_Teks Bacaan:_
10 Januari 2008

Syariat Islam Jalan Pencerahan






Menarik menyimak tulisan Muhammad Thalal (MT) tentang Pro Kontra Syariat Islam di Aceh--Cacatan untuk Mashudi SR--(Serambi Indonesia 13/2/2006), yang memberi kesan kekhawatiran mendalam terhadap pemikiran pelaksanaan syariat Islam di Aceh. Kekhawatiran pertama Saudara MT terhadap semakin berkembangnya wacana syariat Islam dengan sudut pandang perbedaan yang menajam dan dikhawatirkan akan lahir sekte Islam baru di Aceh dan berujung pada pertumpahan darah di kalangan ummat.

(Baris dataset)

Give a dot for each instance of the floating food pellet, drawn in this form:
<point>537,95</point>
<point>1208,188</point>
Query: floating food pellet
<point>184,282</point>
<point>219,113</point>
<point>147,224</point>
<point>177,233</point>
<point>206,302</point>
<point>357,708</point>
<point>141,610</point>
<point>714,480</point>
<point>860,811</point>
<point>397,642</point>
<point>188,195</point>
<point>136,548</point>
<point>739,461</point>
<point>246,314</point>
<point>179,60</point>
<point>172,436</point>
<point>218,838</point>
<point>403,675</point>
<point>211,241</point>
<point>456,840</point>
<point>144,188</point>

_Soal Latihan:_
**a)** Menurut teks bacaan, di surat kabar apa tulisan Muhammad Thalal tentang pro kontra syariat Islam di Aceh dimuat?
**b)** Tuliskan ulang sebagian teks bacaan tanpa perubahan: mulai dari kata-kata yang memuat "Menarik menyimak tulisan", lalu berhenti setelah "di kalangan ummat.".
Data di atas adalah bahan tersendiri yang terpisah dari teks bacaan.

_Jawaban Lengkap:_
**a)** Di Serambi Indonesia, edisi 13/2/2006.

**b)**
Menarik menyimak tulisan Muhammad Thalal (MT) tentang Pro Kontra Syariat Islam di Aceh--Cacatan untuk Mashudi SR--(Serambi Indonesia 13/2/2006), yang memberi kesan kekhawatiran mendalam terhadap pemikiran pelaksanaan syariat Islam di Aceh. Kekhawatiran pertama Saudara MT terhadap semakin berkembangnya wacana syariat Islam dengan sudut pandang perbedaan yang menajam dan dikhawatirkan akan lahir sekte Islam baru di Aceh dan berujung pada pertumpahan darah di kalangan ummat.